━━ Provided text

For the past twenty-five years battered women and human-rights activists have worked together to reformulate what constitutes domestic violence; they identify physical violence as only one of many tactics abusers use to control and subordinate their victims.42 From this perspective domestic violence is any act of coercion that aims to nullify a person's will or desire in order for the abuser to gain dominance. Instead of limiting the definition of domestic violence to a certain kind of behavior, such as physical battery, this model places controlling behavior on a continuum of oppression. Many feminist activists insist that domestic violence is not exclusively defined as hitting a woman/wife; it encompasses a range of behaviors that includes intimidation, isolation, threats, emotional abuse, economic manipulation, and sexual assault. Ironically, the early modern reform movement, with its emphasis on replacing beating with other controlling behaviors, put in place the very model that many twentieth-century feminists are working to dismantle.
Petruchio's methods of taming Kate, which can be read as participating in the early modern wife-beating reform movement, can also be read as abusive through the lens of twentieth-century feminist work on domestic violence. The cultural meaning of Petruchio's violence is not the same now as it was in its original context. But when we "historicize" the play—for ourselves or our students—we should not only account for sixteenth- and seventeenth-century notions of domestic violence; we need to consider twentieth-century notions of violence as well.43 For the remainder of this essay, I will explore Petruchio's method not in relation to early modern reforms but in terms of twentieth-century feminist notions of domestic violence and what is known as the Stockholm syndrome in particular. My intention is neither to find nor to confirm a diagnosis of abuse; Petruchio and Kate are not real people, after all. Yet the Stockholm syndrome provides a useful contrast to the falcon-training model so often used to understand the taming. More importantly, it provides a lens through which to scrutinize a kind of interpersonal violence within heterosexual relations which the play's comedy seeks to romanticize.

━━━━
━━ Given information

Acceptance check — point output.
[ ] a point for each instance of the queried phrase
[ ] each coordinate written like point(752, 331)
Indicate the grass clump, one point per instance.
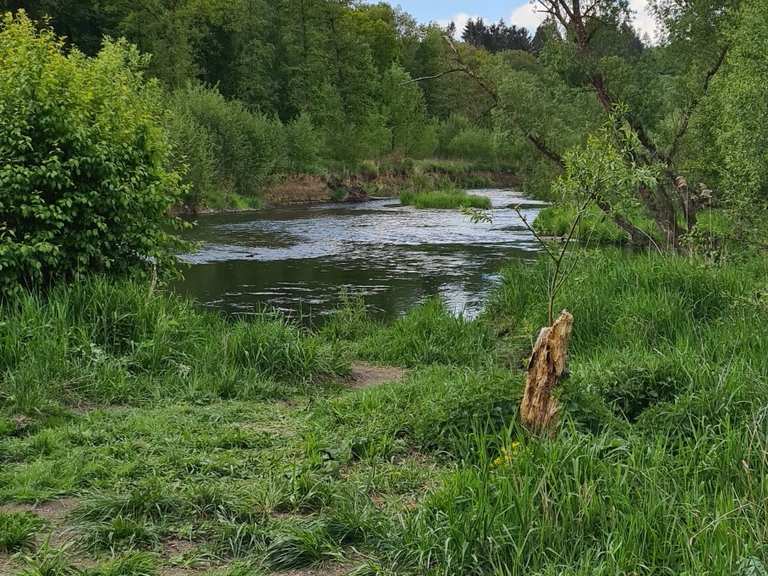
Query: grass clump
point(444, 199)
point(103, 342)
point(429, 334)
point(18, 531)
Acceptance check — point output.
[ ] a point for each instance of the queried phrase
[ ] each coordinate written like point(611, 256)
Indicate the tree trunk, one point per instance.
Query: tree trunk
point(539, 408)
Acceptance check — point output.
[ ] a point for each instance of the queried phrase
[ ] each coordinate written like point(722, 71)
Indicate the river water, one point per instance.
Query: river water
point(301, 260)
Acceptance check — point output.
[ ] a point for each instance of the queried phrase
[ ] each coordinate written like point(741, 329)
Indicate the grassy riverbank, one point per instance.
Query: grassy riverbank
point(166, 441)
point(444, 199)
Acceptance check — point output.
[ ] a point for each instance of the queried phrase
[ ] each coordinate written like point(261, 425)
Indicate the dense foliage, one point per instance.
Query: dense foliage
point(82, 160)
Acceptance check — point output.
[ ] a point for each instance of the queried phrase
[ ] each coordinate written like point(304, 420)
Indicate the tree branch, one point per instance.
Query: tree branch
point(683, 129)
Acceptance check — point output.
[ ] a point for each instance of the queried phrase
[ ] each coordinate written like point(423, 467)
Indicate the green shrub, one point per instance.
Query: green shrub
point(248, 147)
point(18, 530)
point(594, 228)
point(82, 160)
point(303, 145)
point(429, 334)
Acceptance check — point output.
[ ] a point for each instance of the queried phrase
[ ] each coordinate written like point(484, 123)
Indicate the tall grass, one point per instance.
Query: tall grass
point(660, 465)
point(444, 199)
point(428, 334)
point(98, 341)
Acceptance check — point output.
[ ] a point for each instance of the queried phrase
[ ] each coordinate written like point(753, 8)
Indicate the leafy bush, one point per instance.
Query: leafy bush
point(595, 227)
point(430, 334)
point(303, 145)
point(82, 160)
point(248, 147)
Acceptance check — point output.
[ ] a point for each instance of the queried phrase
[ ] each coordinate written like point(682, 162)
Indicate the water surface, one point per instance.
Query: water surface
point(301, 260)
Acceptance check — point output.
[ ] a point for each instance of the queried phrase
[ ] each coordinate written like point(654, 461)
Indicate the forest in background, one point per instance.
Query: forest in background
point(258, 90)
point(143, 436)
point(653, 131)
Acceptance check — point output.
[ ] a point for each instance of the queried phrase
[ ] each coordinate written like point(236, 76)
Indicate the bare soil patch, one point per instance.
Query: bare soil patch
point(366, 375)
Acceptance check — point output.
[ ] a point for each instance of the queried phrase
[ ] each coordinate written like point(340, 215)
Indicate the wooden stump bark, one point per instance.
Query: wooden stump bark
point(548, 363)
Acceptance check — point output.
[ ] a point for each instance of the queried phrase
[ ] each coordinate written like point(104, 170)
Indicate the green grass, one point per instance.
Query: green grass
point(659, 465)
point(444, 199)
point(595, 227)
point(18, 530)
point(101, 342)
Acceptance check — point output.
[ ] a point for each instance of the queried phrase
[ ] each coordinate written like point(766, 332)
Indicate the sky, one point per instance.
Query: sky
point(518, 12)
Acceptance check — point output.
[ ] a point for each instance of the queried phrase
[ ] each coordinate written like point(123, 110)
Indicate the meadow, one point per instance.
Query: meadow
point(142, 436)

━━━━

Activity list |
**1.** Answer these from the essay excerpt on Petruchio and domestic violence:
(a) For how many years have battered women and human-rights activists worked together to reformulate what constitutes domestic violence?
(b) Which model does the author say is so often used to understand the taming?
(c) Which syndrome does the author single out among twentieth-century feminist notions of domestic violence?
**2.** According to the essay excerpt on Petruchio and domestic violence, which behaviors do many feminist activists say domestic violence encompasses? List them all.
**3.** Write the next part of the essay on Petruchio and domestic violence, starting after its final sentence.
Those records have no role in any of this.

Answers provided |
**1.**
(a) Twenty-five years.
(b) The falcon-training model.
(c) The Stockholm syndrome.

**2.**
- Intimidation
- Isolation
- Threats
- Emotional abuse
- Economic manipulation
- Sexual assault

**3.**
While some may find this approach to Shakespeare's text ahistorical, I would argue that a "strategically anachronistic" practice of reading, as Kim Hall so aptly puts it, has great value because it allows us to think about our positions as readers, teachers, and critics.44 By juxtaposing the present with the past in this essay, I hope to foreground certain ideas about violence which I believe our own culture is still trying to understand and critique. The meaning of violence is variously overdetermined and rarely, if ever, "clear-cut." If we are to continue to read, perform, and teach Shakespeare's play, we gain by trying to understand our own ways of making meaning out of violence.
2. Bonding with the Abuser: Manning the Haggard
Examining the history of scold bridles and community rituals aimed at women who resist subordination and silence, Lynda Boose argues that Shakespeare's "zesty comedy" romanticizes the cruel history of punishing shrews.45 But where Boose exposes and laments the actual violence hidden behind and mitigated in the comedy of the play, I want to emphasize the harm inherent in Petruchio's new and improved method of taming. Instead of critiquing the offstage history of violence against women, as Boose does so convincingly, I want to emphasize the violence that is represented onstage and to question why people don't see it.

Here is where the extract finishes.